ACTION ITEM — Would you return the entries below exactly from the line containing "text on this photo." onward, ending with the final line and including it, and nothing else?

(Saved data entries)
------------------------------------------------------------

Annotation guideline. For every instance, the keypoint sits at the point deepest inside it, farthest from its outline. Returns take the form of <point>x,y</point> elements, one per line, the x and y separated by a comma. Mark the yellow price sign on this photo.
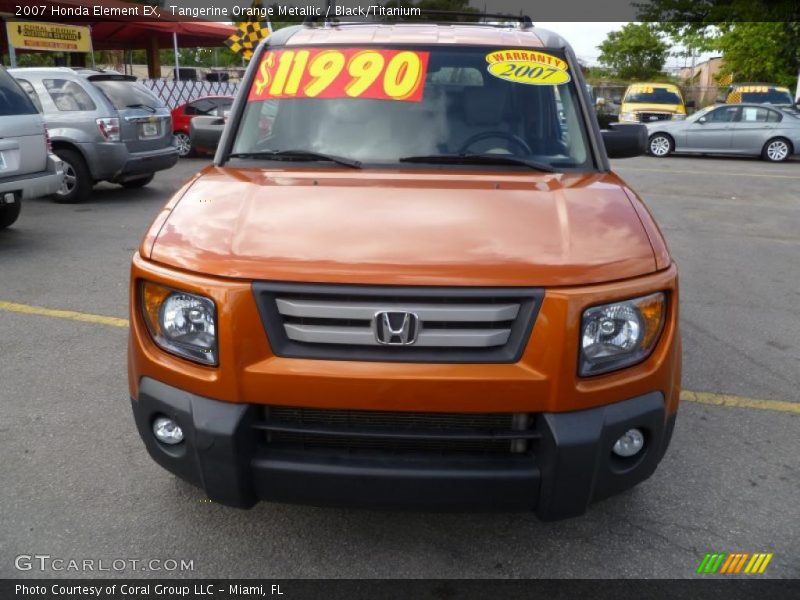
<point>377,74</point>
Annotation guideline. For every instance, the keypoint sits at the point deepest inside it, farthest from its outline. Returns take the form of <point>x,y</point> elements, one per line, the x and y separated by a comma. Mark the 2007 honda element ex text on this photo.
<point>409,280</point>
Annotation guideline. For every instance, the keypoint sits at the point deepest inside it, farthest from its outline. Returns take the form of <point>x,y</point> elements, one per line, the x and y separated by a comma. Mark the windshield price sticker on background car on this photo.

------------------------------------------------------------

OUTPUT OF THE EXERCISE —
Annotation guideline. For every instance, the keypoint sits at the point deepest inside it, farthest from its outline. Returns take the form of <point>x,y</point> elements, one per line, the x and y separated by a comma. Mark the 2007 honda element ex text on this photo.
<point>409,280</point>
Annotation guideline. For every instance, the keypoint sits at the point deepest inside it, farthest from its outline. Returns take the form of <point>x,y</point> elements, one per line, the x and y separated by a comma. Mark the windshield price sticker on background car on this photo.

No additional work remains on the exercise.